[[ Material for this task open ]]

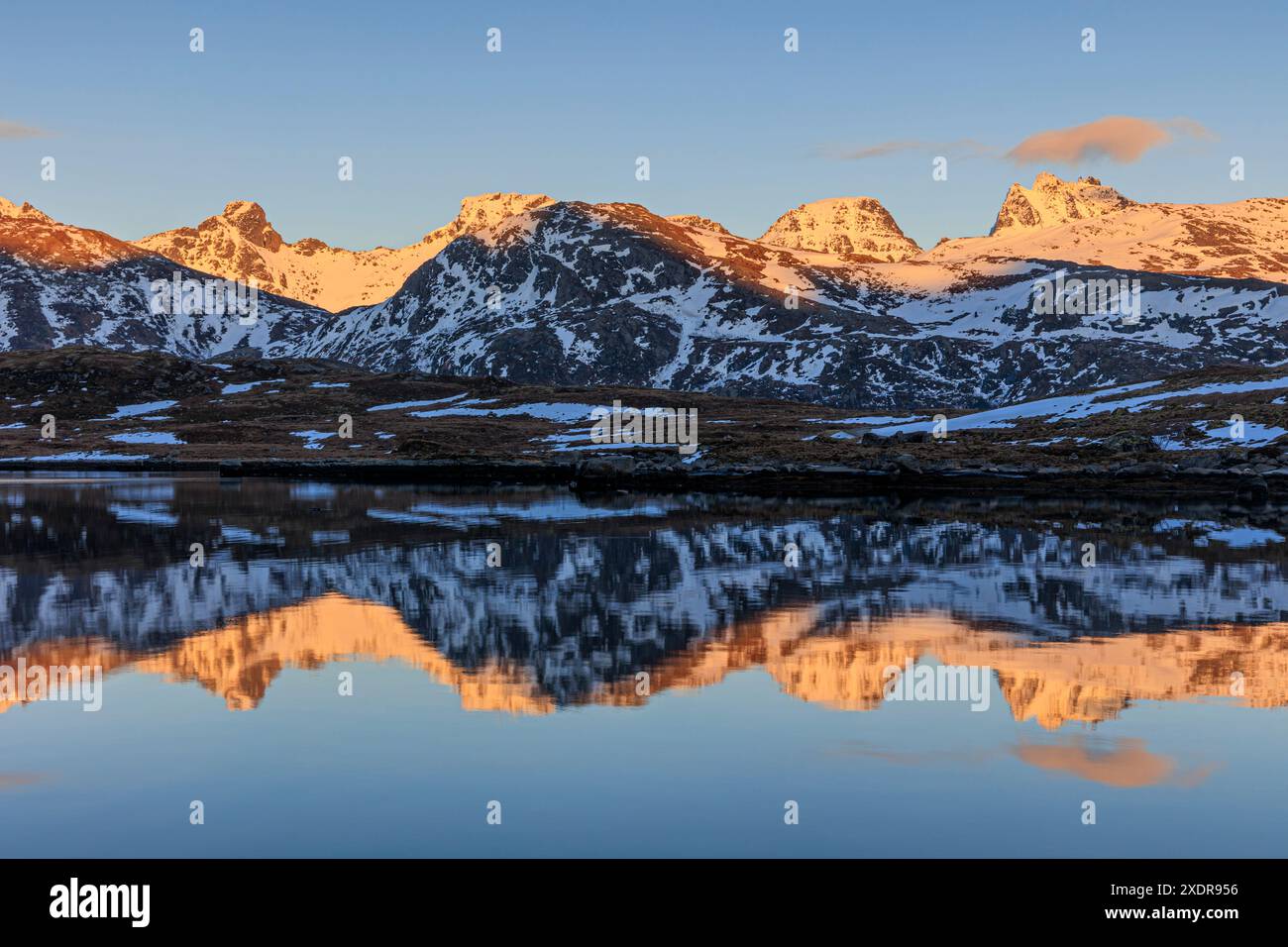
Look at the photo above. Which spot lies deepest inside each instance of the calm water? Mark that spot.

[[ Material for this task closed ]]
[[ Material for this task open ]]

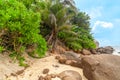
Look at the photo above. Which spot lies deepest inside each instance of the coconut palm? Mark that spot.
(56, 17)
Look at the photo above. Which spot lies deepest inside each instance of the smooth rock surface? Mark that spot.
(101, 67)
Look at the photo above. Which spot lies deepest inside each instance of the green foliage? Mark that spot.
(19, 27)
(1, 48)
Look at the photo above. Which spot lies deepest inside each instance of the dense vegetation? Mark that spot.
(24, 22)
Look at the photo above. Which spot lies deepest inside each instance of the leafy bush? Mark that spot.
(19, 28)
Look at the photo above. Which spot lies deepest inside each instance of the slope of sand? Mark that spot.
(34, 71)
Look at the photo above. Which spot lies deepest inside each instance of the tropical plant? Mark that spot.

[[ Material for this task closed ]]

- **Exercise instructions**: Restate word for word the entries above from the line with "vegetation? Mark that spot." through the line with "plant? Mark that spot.", inclusive, leaving out everything else.

- **Task result**:
Look at the photo above. Which spot lies deepest inside each instance of the dense vegetation? Mark that spot.
(24, 22)
Look at the photo above. Which spot lies deepest inside each instance of the leafy bush? Mark that spot.
(19, 28)
Look at the photo above. Which spot lies deepest inside each instance of the slope of sand? Mark that spot.
(34, 71)
Look at the photo above. Which spot lies deepest inside each instance of the tropical plant? Mark that spot.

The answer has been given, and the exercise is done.